**Text section**
⁂

"I Wish I Could Shimmy Like My Sister Kate", often simply "Sister Kate", is an up-tempo jazz dance song, written by Armand J. Piron and published in 1922.

Louis Armstrong claimed he had written the song and sold it for 10$ he never received. Kate was a murdered brothel madame named Katie Townsend. Kid Ory recorded it with original Armstrong lyrics in Denmark  Nov 13th 1959, but never used this lyrics in the USA.
Early recordings listed at Discogs  include 1922 sides by Mary Straine And Joseph Smith's Jazz Band on Black Swan Records; The Virginians on Victor; and The Original Memphis Five, as an instrumental, on Pathé Actuelle. Vocalist Anna Jones recorded it accompanied by Fats Waller on piano in 1923. Arrangements ranged from big band jazz to the Alabama Jug Band in the 1930s, a precursor to jug band revival versions during the 1960s' by Dave Van Ronk and Jim Kweskin (see below).
The lyrics of the song are narrated first person by Kate's sister, who sings about Kate's impressive dancing skill and her wish to be able to emulate it. She laments that she's not quite "up to date", but believes that dancing the Shimmy like "Sister Kate" will rectify this, and she will be able to impress "all the boys in the neighborhood" like her sister.

⁂

**Records**
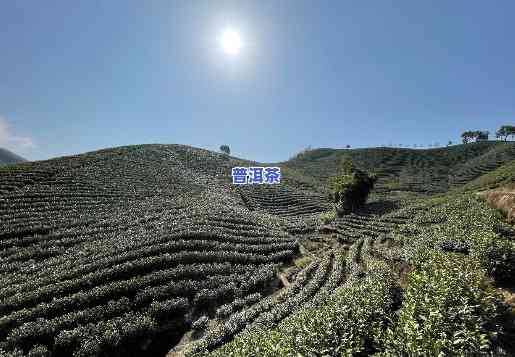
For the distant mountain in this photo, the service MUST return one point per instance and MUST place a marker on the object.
(7, 157)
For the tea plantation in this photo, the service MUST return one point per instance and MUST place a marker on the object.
(150, 250)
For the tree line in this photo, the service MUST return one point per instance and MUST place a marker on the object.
(502, 133)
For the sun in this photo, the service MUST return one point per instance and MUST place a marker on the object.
(230, 41)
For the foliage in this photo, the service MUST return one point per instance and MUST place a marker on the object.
(505, 131)
(446, 310)
(477, 135)
(350, 189)
(327, 217)
(225, 149)
(346, 325)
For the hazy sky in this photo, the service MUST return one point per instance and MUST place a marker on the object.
(78, 76)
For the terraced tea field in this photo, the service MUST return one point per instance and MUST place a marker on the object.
(151, 251)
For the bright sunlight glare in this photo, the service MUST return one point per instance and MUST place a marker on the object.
(231, 42)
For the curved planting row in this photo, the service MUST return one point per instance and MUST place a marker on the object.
(119, 248)
(282, 201)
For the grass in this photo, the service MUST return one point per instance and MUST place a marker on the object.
(125, 251)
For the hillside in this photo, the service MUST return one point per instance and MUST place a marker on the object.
(148, 250)
(7, 157)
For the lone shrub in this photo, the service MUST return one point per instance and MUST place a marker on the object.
(225, 149)
(350, 188)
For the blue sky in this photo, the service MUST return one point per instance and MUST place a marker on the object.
(83, 75)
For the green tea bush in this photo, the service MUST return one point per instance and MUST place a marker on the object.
(348, 324)
(446, 310)
(327, 217)
(350, 189)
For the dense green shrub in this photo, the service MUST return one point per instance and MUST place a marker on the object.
(348, 324)
(446, 309)
(328, 216)
(350, 188)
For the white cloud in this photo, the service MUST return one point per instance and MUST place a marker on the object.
(11, 141)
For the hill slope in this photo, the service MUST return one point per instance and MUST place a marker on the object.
(423, 171)
(7, 157)
(137, 250)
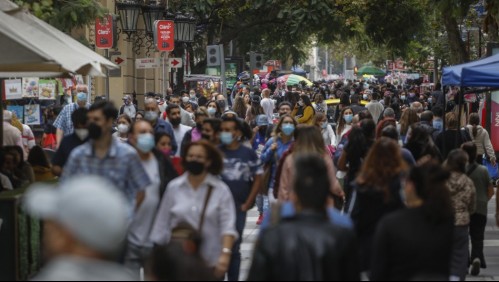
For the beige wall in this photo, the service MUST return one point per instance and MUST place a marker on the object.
(140, 81)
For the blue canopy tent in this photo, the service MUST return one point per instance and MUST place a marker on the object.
(452, 76)
(480, 73)
(486, 75)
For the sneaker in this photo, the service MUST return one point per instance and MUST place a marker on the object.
(260, 219)
(475, 267)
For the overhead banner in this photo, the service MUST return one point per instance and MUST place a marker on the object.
(104, 32)
(494, 128)
(164, 35)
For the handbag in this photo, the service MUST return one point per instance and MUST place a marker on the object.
(184, 230)
(493, 171)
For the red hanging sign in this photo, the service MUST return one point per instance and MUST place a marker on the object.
(164, 33)
(104, 32)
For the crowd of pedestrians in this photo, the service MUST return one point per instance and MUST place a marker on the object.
(344, 192)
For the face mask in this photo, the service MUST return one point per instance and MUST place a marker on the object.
(194, 168)
(151, 116)
(348, 118)
(123, 128)
(82, 133)
(145, 142)
(212, 111)
(288, 129)
(94, 131)
(438, 124)
(175, 122)
(221, 104)
(226, 138)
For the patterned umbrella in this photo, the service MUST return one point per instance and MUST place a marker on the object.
(293, 79)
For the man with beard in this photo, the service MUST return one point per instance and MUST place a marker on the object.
(179, 130)
(107, 157)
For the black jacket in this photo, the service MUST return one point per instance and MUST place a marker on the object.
(166, 171)
(306, 247)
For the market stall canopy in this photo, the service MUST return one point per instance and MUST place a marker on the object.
(481, 76)
(452, 76)
(370, 70)
(33, 47)
(293, 79)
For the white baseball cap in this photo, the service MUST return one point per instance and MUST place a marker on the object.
(90, 207)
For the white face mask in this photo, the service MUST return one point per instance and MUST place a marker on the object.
(82, 133)
(123, 128)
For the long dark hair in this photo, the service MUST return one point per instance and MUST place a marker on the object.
(429, 181)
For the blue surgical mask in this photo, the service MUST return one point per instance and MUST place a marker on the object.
(145, 142)
(212, 111)
(151, 116)
(438, 124)
(226, 138)
(288, 129)
(348, 118)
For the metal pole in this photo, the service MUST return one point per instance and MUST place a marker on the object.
(222, 70)
(107, 77)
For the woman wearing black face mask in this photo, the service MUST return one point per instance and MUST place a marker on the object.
(199, 189)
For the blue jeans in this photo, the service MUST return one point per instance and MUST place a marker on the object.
(262, 203)
(235, 260)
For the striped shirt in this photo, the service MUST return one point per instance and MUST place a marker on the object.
(63, 120)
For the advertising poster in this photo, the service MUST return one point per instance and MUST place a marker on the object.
(18, 111)
(494, 134)
(30, 87)
(13, 89)
(47, 89)
(32, 115)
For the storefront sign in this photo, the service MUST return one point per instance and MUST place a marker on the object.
(164, 35)
(104, 32)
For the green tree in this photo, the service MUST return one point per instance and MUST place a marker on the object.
(65, 14)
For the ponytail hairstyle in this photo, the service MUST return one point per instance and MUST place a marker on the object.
(429, 181)
(475, 122)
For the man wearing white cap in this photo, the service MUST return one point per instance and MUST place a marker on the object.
(63, 122)
(85, 225)
(11, 135)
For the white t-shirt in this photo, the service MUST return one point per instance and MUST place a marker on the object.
(141, 225)
(268, 108)
(179, 135)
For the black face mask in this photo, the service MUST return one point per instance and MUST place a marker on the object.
(94, 131)
(221, 104)
(194, 168)
(175, 122)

⁂

**Task goal**
Reproduce everything from "Louis Armstrong claimed" down to "in the USA." in the text on "Sister Kate", substituting "Sweden" for "Denmark".

**Response to this exercise**
Louis Armstrong claimed he had written the song and sold it for 10$ he never received. Kate was a murdered brothel madame named Katie Townsend. Kid Ory recorded it with original Armstrong lyrics in Sweden  Nov 13th 1959, but never used this lyrics in the USA.